● **Geciteerde tekst**

Bleef je wel contact houden met je vader?

Chili is heel groot. Mijn vader woonde ver weg, in een heel ander deel van het land, net zo ver als de afstand tussen Nederland en Spanje. Als ik hem op wilde zoeken was ik 24 uur onderweg met de bus. Ik zag mijn vader dus niet vaak. Voor mij was dat heel heftig omdat ik veel herinneringen had aan toen mijn ouders nog samen waren. Mijn broertje was anderhalf, voor hem was het anders. Voor hem was het juist heel vreemd als mijn vader bij ons langs kwam. Maar ik heb altijd contact gehouden met mijn vader. Min vader was heel poëtisch. Een deel van mij begreep mijn moeder niet, ik had het idee dat mijn vader dat wel deed.

Waarom zijn jullie weggegaan uit Chili?

Mijn moeder kreeg een relatie met mijn stiefvader. Hij reisde vaak naar Chili om met ons te zijn. In 1992, stelde hij mijn moeder een ultimatum. Trouwen en met hem naar Nederland gaan, of hij zou de relatie verbreken. Dus op mijn dertiende zijn we geëmigreerd naar Nederland, naar Ridderkerk.

Hoe vond je dat?

● **Gegevensdeel**
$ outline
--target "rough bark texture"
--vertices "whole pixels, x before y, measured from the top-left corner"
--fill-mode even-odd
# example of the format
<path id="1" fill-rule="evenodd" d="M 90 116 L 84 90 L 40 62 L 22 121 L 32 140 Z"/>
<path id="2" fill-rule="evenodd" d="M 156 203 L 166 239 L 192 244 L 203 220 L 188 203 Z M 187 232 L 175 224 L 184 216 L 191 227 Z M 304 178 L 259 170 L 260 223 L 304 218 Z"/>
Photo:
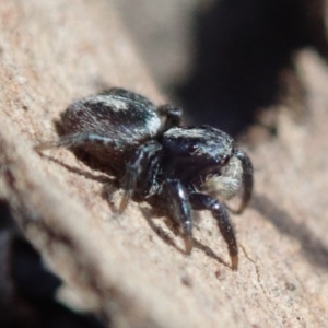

● **Opdracht**
Hoe lang zat de verteller volgens de geciteerde tekst in de bus om de vader op te zoeken? De lijst staat helemaal los van de geciteerde tekst.

● **Antwoord**
24 uur.